**Data excerpts:**

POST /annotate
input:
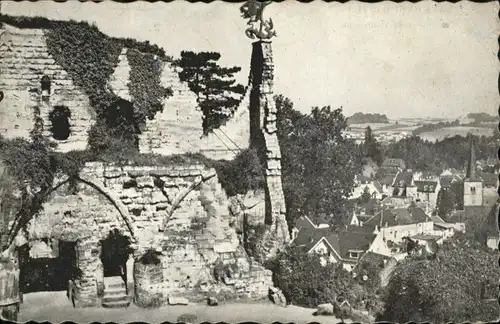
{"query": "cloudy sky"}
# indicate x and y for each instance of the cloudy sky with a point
(405, 60)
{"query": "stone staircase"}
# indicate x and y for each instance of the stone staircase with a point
(115, 293)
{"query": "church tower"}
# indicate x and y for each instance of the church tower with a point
(473, 184)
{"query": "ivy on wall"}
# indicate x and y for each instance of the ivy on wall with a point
(90, 58)
(145, 85)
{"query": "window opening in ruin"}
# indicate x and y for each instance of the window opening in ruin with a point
(130, 184)
(59, 118)
(45, 84)
(115, 251)
(47, 273)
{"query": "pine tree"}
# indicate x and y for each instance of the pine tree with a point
(217, 92)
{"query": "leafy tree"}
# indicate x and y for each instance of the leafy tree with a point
(366, 196)
(449, 288)
(305, 281)
(213, 85)
(319, 164)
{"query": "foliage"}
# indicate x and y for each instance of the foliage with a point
(145, 86)
(59, 118)
(305, 282)
(318, 164)
(451, 152)
(44, 23)
(443, 290)
(480, 225)
(242, 174)
(90, 57)
(31, 171)
(213, 85)
(150, 257)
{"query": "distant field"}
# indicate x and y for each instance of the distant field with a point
(382, 127)
(373, 126)
(439, 135)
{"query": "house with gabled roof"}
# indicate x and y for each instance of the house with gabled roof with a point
(394, 164)
(362, 184)
(302, 222)
(344, 247)
(391, 225)
(425, 191)
(402, 181)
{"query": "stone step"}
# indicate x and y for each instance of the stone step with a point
(118, 304)
(114, 282)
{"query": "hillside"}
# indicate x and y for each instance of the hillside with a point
(363, 118)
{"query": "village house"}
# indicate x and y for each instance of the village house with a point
(447, 180)
(425, 175)
(402, 180)
(344, 247)
(362, 184)
(391, 225)
(425, 191)
(370, 168)
(445, 229)
(393, 166)
(301, 223)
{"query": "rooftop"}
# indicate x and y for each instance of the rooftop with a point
(398, 216)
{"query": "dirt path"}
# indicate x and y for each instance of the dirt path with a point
(56, 308)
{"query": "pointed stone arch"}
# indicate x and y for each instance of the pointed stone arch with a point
(98, 186)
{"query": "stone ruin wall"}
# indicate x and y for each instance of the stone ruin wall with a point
(147, 194)
(24, 59)
(263, 132)
(176, 130)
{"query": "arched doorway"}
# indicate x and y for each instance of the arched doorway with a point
(115, 252)
(47, 265)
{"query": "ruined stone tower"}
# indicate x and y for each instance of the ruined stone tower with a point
(264, 139)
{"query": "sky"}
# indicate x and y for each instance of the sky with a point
(405, 60)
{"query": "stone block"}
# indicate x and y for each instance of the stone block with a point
(178, 301)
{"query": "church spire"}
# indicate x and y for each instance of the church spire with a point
(471, 173)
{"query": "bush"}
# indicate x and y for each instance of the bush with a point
(305, 282)
(446, 289)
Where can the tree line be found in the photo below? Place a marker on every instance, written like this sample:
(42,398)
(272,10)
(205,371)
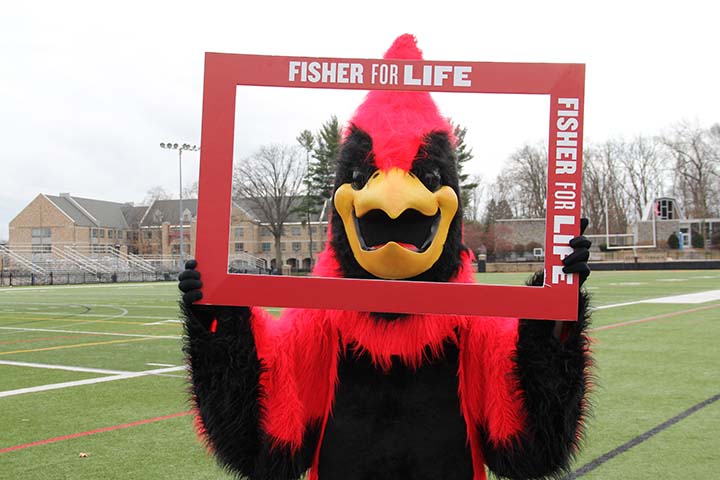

**Task statement:**
Pictures aside, reproduce every record exactly as it stands.

**Output for this task:**
POST /annotate
input:
{"query": "cloudy sky"}
# indicate x and y for each instance of the cloudy sky with a point
(405, 60)
{"query": "stone staircase"}
# indicate x and y for each instance of the stone staircase with a point
(115, 293)
{"query": "church tower"}
# indicate x and y for each instance of the church tower with a point
(473, 184)
{"query": "ivy on wall"}
# indicate x and y for each instance of the ivy on wall with a point
(90, 58)
(145, 85)
{"query": "window opening in ruin"}
# indicate x and y for each instance of the window opening in ruin with a point
(130, 184)
(59, 118)
(45, 84)
(115, 251)
(47, 273)
{"query": "pine tree"}
# indicate x and y for each instance of the pine tree with a point
(217, 92)
{"query": "leafy tree"}
# indicate x and y for each instance of the leafy tree with a point
(366, 196)
(449, 288)
(305, 281)
(213, 85)
(319, 164)
{"query": "foliage"}
# indicate x and y for each instance of the foliage with a point
(145, 86)
(59, 118)
(305, 282)
(318, 164)
(451, 152)
(44, 23)
(443, 290)
(480, 225)
(242, 174)
(90, 57)
(31, 171)
(213, 85)
(150, 257)
{"query": "distant field"}
# indicate x and y for each instance of the distant field with a point
(382, 127)
(373, 126)
(439, 135)
{"query": "house with gabled roof"}
# indicate x and y for each instance of the house with gabled roof with a point
(394, 164)
(362, 184)
(302, 222)
(344, 247)
(391, 225)
(425, 191)
(402, 181)
{"query": "stone step"}
# indicate x and y for each instance of the stone step with a point
(118, 304)
(114, 282)
{"query": "hillside"}
# indicate x and y for each instance of the hillside with a point
(363, 118)
{"query": "village house"}
# indicate x and y for each instance of the village house with a point
(447, 180)
(425, 175)
(402, 180)
(344, 247)
(362, 184)
(391, 225)
(425, 191)
(370, 168)
(445, 229)
(393, 166)
(301, 223)
{"query": "rooftop"}
# indicate x and y for each instance of the rooftop with a point
(398, 216)
{"query": "dirt path"}
# indicate x and y for each instance of the dirt path with a point
(56, 308)
{"query": "pointed stone arch"}
# indicate x and y for each instance of the pointed stone arch with a point
(98, 186)
{"query": "stone ruin wall"}
# indicate x and y for each instance of the stone ruin wall with a point
(147, 194)
(24, 59)
(263, 132)
(176, 130)
{"query": "arched doorway"}
# indicate x and y for each instance of the arched doorway with a point
(115, 252)
(47, 265)
{"query": "ruined stone tower"}
# indicate x and y for each instance of the ruined stone tower with a point
(264, 139)
{"query": "sky"}
# indicate x and y for each instance of the sky with a point
(405, 60)
{"query": "stone block"}
# indicate x and y for each instance of the stone block with a point
(178, 301)
{"query": "church spire"}
# indicate x and y for each instance of the church spire with a point
(471, 173)
{"query": "bush"}
# indicate x and y for each instance of the bush with a point
(305, 282)
(446, 289)
Where can the tree line be found in the photo below? Place a marker on every instance, written like this sample:
(42,398)
(272,10)
(205,371)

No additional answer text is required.